- What you are asked to do: Reproduce verbatim the part of the note on the norm of a Gaussian random vector that begins at the words "where \Gamma(\cdot) is" and ends after the words "n-dimensional spherical coordinates.".

- Supplied text:
---

Note to Self: Norm of a Gaussian Random Vector

Let g be a standard Gaussian vector—that is, a vector populated by independent standard normal random variables. What is the expected length \mathbb{E} \|g\| of g? (Here, and throughout, \|\cdot\| denotes the Euclidean norm of a vector.) The length of g is the square root of the sum of n independent standard normal random variables

    \[\|g\| = \sqrt{g_1^2 + \cdots + g_n^2},\]

which is known as a \chi random variable with n degrees of freedom. (Not to be confused with a \chi^\mathbf{2} random variable!) Its mean value is given by the rather unpleasant formula

    \[\mathbb{E} \|g\| = \sqrt{2} \frac{\Gamma((n+1)/2)}{\Gamma(n/2)},\]

where \Gamma(\cdot) is the gamma function. If you are familiar with the definition of the gamma function, the derivation of this formula is not too hard—it follows from a change of variables to n-dimensional spherical coordinates.

---

- Data provided:
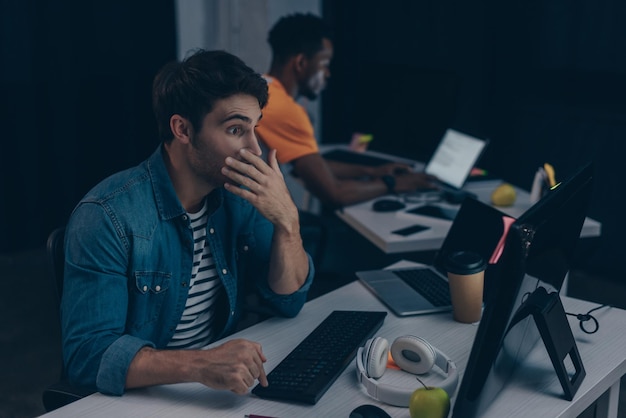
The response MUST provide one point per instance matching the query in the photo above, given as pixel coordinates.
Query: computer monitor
(538, 252)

---

- Response to this task:
where \Gamma(\cdot) is the gamma function. If you are familiar with the definition of the gamma function, the derivation of this formula is not too hard—it follows from a change of variables to n-dimensional spherical coordinates.